**Work required:**
Transcribe, exactly and in full, every line from the one including "Target: stone archway trim" to the end of the listing.

**Dataset excerpts:**

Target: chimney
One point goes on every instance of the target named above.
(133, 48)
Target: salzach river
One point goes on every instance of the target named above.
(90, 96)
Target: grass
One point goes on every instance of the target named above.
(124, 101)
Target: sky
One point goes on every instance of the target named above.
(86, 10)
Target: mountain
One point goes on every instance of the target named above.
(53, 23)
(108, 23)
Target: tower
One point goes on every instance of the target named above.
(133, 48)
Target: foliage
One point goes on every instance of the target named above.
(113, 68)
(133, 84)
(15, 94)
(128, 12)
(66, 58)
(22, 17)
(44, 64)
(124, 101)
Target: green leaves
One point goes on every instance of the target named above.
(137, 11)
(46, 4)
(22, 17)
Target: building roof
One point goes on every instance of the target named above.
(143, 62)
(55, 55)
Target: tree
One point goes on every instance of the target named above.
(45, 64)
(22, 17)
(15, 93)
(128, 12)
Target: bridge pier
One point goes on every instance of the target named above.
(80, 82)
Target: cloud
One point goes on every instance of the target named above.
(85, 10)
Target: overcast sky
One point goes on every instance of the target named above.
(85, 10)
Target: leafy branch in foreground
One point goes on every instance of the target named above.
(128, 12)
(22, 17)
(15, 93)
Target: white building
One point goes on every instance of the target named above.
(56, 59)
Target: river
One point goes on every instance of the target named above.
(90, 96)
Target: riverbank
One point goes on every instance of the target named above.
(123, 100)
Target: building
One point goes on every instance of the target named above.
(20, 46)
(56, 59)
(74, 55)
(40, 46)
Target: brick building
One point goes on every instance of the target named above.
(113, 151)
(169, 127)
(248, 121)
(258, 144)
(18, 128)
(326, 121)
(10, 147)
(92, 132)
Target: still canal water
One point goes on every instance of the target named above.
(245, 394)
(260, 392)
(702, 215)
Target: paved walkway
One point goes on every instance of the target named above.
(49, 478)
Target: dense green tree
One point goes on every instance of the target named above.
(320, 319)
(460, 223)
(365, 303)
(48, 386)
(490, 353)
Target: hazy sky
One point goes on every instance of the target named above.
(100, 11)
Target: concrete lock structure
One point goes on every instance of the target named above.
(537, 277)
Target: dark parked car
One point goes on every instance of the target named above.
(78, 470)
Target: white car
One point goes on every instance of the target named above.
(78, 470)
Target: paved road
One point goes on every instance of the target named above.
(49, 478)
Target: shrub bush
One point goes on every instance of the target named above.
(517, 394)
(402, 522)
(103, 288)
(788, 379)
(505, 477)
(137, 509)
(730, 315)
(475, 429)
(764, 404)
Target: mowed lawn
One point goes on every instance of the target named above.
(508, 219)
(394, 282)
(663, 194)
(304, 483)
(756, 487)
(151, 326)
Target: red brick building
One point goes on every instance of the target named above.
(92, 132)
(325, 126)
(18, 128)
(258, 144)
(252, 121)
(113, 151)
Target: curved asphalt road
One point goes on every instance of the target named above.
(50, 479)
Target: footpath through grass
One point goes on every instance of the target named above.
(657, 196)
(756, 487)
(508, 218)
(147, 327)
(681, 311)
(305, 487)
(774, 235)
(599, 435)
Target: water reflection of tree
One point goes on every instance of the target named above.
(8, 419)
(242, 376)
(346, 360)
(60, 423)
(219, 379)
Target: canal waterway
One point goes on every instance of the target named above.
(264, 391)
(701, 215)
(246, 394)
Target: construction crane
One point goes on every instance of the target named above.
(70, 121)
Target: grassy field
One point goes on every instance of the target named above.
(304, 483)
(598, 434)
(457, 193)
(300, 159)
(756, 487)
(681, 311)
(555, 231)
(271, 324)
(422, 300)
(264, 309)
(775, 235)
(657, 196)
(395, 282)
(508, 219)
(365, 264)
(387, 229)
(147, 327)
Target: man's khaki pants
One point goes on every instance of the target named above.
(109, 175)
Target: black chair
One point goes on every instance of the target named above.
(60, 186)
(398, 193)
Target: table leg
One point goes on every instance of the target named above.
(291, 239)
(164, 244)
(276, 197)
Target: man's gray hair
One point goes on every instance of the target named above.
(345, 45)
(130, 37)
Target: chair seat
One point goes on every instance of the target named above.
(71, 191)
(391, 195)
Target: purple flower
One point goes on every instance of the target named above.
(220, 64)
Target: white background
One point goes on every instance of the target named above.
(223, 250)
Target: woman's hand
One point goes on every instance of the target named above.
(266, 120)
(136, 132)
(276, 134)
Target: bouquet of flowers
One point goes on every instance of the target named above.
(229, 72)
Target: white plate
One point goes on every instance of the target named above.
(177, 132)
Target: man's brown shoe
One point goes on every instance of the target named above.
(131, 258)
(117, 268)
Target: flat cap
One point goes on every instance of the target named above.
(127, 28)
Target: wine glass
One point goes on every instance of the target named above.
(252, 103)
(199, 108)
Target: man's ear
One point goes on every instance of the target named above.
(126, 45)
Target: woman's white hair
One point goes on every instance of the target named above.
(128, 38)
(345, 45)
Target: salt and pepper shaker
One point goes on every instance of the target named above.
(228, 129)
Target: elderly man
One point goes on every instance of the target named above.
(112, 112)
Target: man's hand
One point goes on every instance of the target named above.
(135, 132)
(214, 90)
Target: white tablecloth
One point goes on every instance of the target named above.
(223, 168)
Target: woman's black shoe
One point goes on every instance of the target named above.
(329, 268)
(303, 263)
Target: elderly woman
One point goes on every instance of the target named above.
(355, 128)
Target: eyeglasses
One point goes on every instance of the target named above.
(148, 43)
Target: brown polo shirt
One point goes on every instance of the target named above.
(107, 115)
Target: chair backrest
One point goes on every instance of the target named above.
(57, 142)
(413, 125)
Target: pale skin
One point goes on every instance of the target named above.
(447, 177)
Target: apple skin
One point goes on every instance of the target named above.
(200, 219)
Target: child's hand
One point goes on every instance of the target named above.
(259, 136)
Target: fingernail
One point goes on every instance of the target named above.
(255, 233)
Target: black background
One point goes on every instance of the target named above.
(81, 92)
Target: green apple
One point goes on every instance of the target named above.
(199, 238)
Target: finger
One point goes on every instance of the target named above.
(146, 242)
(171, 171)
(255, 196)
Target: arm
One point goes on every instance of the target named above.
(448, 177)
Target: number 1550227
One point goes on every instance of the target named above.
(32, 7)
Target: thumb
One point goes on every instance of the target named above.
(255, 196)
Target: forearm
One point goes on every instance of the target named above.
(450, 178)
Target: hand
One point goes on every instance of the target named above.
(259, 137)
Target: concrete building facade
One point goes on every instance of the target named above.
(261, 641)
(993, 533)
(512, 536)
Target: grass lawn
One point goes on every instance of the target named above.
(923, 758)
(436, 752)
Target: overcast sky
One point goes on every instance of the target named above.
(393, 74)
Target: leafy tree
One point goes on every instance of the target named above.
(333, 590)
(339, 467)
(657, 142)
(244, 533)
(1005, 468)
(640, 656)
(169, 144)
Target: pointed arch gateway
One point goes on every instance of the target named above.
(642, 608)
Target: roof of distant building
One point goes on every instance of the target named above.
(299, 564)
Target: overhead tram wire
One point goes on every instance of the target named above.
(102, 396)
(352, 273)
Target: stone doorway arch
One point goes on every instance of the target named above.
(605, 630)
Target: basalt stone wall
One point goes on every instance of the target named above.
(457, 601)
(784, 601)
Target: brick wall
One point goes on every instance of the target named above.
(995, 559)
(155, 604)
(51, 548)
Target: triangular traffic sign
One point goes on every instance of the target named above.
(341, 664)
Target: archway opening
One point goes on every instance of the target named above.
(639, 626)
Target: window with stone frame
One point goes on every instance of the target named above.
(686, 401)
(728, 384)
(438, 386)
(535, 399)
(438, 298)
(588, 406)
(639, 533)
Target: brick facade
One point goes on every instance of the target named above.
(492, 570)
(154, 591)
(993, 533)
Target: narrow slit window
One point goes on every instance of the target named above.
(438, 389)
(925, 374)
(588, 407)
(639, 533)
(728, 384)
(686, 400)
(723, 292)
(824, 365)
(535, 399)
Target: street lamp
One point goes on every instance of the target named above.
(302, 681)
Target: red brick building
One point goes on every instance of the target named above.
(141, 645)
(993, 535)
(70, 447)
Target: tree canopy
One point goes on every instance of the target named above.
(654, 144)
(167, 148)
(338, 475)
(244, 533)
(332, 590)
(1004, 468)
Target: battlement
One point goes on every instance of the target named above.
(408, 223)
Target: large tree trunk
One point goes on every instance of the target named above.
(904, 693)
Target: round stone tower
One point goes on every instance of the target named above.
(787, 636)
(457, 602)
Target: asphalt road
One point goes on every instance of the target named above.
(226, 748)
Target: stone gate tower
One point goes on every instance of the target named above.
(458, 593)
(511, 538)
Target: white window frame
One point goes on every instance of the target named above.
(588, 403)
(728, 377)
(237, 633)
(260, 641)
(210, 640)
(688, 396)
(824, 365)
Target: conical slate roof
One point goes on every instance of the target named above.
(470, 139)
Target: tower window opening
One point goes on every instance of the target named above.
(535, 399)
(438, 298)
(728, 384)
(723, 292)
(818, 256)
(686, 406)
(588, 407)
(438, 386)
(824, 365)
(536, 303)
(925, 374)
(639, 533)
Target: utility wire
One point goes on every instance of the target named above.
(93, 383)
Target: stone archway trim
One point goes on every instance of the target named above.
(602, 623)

**Answer for this exercise:**
Target: stone archway trim
One point goes on every instance of the target named above.
(602, 623)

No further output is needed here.